Starting at the line that contains "For every instance of the rhinoceros" and ending with the last line of the listing, copy those lines with their requests unchanged, shifting every point coordinate in the answers by -55. Omit the pictures from your answer.

ITEMS »

--- begin ---

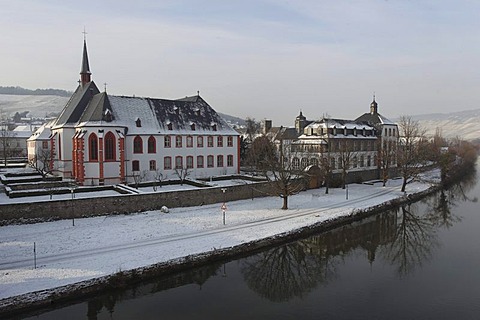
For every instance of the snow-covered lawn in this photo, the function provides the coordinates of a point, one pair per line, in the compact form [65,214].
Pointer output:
[104,245]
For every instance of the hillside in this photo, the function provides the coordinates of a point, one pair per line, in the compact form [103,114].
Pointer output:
[462,124]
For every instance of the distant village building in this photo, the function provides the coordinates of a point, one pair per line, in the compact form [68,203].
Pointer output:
[360,144]
[104,139]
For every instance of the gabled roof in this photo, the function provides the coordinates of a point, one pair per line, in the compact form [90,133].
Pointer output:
[97,108]
[154,115]
[77,104]
[374,119]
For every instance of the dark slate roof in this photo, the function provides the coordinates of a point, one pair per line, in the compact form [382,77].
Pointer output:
[182,112]
[85,65]
[77,103]
[373,119]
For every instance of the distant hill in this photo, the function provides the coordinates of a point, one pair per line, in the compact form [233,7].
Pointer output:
[462,124]
[36,92]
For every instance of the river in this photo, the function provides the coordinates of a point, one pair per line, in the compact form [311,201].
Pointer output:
[420,261]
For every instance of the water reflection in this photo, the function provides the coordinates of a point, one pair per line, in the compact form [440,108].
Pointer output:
[405,238]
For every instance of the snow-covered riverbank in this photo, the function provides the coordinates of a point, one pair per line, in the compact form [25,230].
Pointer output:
[100,246]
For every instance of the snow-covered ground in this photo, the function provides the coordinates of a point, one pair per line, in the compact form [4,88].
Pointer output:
[100,246]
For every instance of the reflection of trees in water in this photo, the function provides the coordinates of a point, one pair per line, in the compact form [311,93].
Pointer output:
[285,272]
[413,242]
[439,212]
[108,300]
[282,273]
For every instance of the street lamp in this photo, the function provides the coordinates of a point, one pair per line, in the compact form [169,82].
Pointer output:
[346,184]
[224,206]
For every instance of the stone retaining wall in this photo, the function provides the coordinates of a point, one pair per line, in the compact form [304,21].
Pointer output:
[128,203]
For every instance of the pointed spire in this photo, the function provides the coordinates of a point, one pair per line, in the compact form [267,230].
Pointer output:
[85,74]
[374,105]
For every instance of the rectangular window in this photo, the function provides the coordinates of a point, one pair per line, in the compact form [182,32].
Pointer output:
[135,165]
[230,160]
[178,141]
[200,142]
[167,163]
[219,161]
[153,165]
[178,162]
[210,161]
[189,162]
[167,141]
[189,141]
[199,161]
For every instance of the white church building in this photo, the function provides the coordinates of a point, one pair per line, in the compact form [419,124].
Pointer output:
[105,139]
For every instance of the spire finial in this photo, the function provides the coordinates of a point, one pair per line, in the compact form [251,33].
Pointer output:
[85,74]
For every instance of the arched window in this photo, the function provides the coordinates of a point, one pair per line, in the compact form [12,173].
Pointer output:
[304,163]
[199,161]
[93,147]
[189,141]
[189,162]
[135,165]
[296,163]
[167,142]
[152,145]
[109,146]
[137,145]
[220,161]
[178,162]
[167,163]
[210,161]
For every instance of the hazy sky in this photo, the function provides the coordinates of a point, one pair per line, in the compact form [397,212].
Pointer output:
[255,58]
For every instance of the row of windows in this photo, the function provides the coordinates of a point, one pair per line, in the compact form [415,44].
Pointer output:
[189,141]
[359,162]
[109,141]
[167,142]
[189,164]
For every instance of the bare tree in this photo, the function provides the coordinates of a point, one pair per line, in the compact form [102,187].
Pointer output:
[42,163]
[387,151]
[139,176]
[158,176]
[346,154]
[182,173]
[412,150]
[286,176]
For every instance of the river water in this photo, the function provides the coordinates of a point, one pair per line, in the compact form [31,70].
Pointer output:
[421,261]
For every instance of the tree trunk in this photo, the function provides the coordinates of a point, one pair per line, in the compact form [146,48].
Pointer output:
[285,203]
[404,184]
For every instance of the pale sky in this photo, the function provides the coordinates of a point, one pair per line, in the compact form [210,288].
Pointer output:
[255,58]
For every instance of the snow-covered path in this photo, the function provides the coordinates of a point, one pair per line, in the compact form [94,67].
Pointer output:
[100,246]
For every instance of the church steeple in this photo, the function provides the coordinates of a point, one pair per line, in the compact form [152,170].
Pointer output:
[85,74]
[374,106]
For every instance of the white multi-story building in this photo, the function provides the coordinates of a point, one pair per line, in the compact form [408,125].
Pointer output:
[104,139]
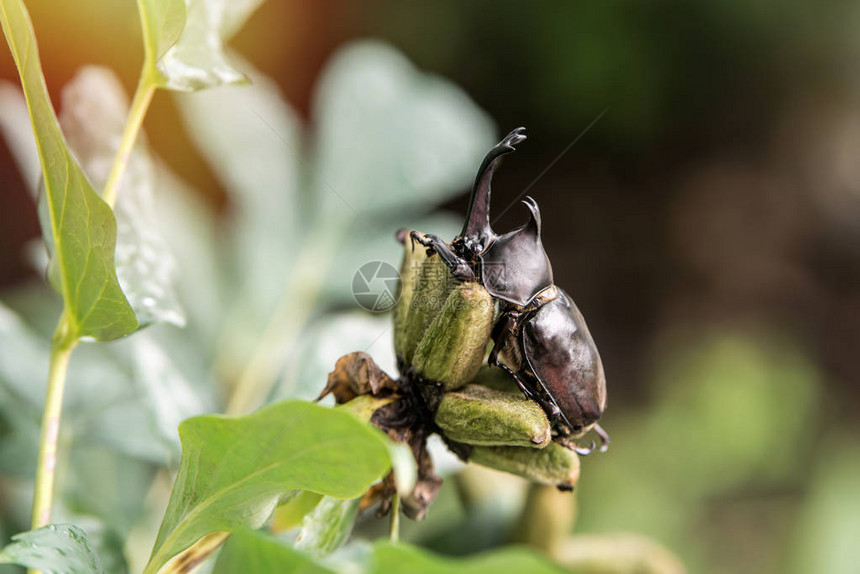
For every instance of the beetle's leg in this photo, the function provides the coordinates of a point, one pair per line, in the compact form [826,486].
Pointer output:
[604,437]
[459,267]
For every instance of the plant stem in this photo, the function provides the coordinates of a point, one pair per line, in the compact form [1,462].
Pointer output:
[139,105]
[61,350]
[394,532]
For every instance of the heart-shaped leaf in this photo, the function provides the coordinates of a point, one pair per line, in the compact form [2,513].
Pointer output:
[328,525]
[184,41]
[53,548]
[94,112]
[234,471]
[79,228]
[162,22]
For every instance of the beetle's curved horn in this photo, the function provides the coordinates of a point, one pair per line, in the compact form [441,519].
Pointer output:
[534,224]
[604,438]
[477,226]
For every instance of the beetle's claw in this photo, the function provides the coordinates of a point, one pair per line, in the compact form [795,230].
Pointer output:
[516,136]
[584,451]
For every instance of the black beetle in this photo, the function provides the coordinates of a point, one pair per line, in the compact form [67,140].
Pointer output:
[540,338]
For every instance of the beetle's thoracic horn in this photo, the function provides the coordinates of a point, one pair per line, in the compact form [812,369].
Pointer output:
[477,227]
[534,223]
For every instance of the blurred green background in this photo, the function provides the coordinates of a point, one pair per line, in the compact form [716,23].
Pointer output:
[708,226]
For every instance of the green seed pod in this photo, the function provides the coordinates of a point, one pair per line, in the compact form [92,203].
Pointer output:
[410,267]
[425,285]
[477,415]
[554,465]
[454,345]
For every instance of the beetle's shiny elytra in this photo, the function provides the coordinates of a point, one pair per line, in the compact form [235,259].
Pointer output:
[540,338]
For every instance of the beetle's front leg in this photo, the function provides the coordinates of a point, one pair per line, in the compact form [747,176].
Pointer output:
[459,267]
[504,328]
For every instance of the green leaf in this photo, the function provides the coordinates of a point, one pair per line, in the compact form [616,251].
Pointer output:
[328,525]
[162,22]
[251,551]
[184,41]
[389,557]
[93,115]
[233,472]
[263,182]
[53,548]
[81,230]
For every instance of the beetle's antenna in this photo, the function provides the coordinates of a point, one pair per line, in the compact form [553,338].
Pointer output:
[477,230]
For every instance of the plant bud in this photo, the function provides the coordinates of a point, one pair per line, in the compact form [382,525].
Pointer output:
[425,285]
[455,344]
[481,416]
[554,465]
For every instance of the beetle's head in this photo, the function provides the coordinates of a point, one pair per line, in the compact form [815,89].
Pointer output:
[514,266]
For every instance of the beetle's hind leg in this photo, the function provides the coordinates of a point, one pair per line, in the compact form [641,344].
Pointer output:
[459,267]
[502,328]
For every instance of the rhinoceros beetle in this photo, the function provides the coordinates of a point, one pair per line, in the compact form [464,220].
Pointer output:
[540,338]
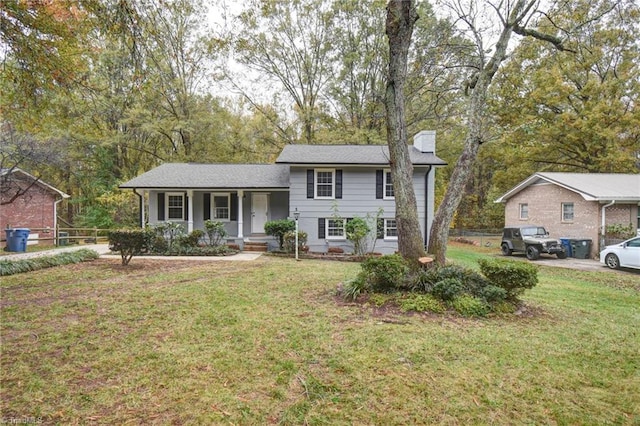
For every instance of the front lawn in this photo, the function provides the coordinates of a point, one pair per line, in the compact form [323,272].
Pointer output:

--- end ---

FINISHED TASK »
For every instance of the rhinoceros beetle in this photo, the function provides the coordinates of a point, one pair per line, in the compact form [464,220].
Pointer output:
[485,283]
For every instance of the front lawn in this photo, the function provides the coordinates of a point, one pair per line, in the compact form [323,272].
Pointer output:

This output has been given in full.